**To be done**
Can you reproduce only the items starting at the line containing "One dot per instance of the house" and ending at the last line of the items, requests included, with every coordinate in the answers scaled by 0.85 and rounded to a whole number, halves rounding up?
____________________
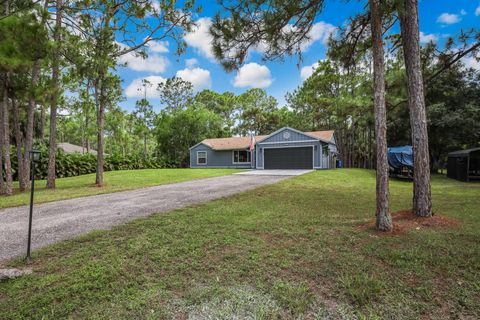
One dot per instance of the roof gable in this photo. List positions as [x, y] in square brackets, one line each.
[294, 135]
[232, 143]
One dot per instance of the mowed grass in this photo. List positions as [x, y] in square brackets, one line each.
[291, 250]
[80, 186]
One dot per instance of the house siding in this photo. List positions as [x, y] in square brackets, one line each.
[224, 159]
[215, 158]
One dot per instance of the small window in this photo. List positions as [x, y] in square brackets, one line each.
[241, 156]
[201, 157]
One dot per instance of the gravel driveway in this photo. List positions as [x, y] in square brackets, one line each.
[56, 221]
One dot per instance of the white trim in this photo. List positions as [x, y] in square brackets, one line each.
[200, 144]
[294, 130]
[297, 141]
[283, 147]
[206, 157]
[233, 157]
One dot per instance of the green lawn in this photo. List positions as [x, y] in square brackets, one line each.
[290, 250]
[74, 187]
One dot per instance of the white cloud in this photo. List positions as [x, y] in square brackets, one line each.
[190, 63]
[155, 8]
[158, 46]
[307, 71]
[448, 18]
[201, 39]
[253, 75]
[199, 78]
[136, 89]
[153, 63]
[426, 38]
[471, 62]
[320, 31]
____________________
**Reply**
One dot per instance of the house siding in this photo. List positions as [x, y] in square brackets, one line each.
[190, 135]
[183, 134]
One dot per instance of the small window in this photo. List positions as [x, y] in square brackets, one line each.
[205, 133]
[171, 133]
One dot per instance of the gravel driveway in this photo. List positions as [x, y] in square brackets, one line each.
[48, 188]
One dot per instance of the white trim in this photo. List positions as [x, y] in square brackets, one line each.
[170, 122]
[250, 111]
[252, 120]
[241, 125]
[175, 133]
[198, 133]
One dot per instance of the green lawn in this photo. List positions as [x, y] in square brackets, one line each.
[247, 213]
[63, 159]
One dot per instance of the white cloud in this photo. List positions as [x, y] in square brackets, one line each.
[162, 54]
[132, 7]
[134, 39]
[261, 60]
[381, 15]
[171, 33]
[215, 64]
[169, 66]
[116, 76]
[130, 54]
[362, 32]
[400, 53]
[272, 26]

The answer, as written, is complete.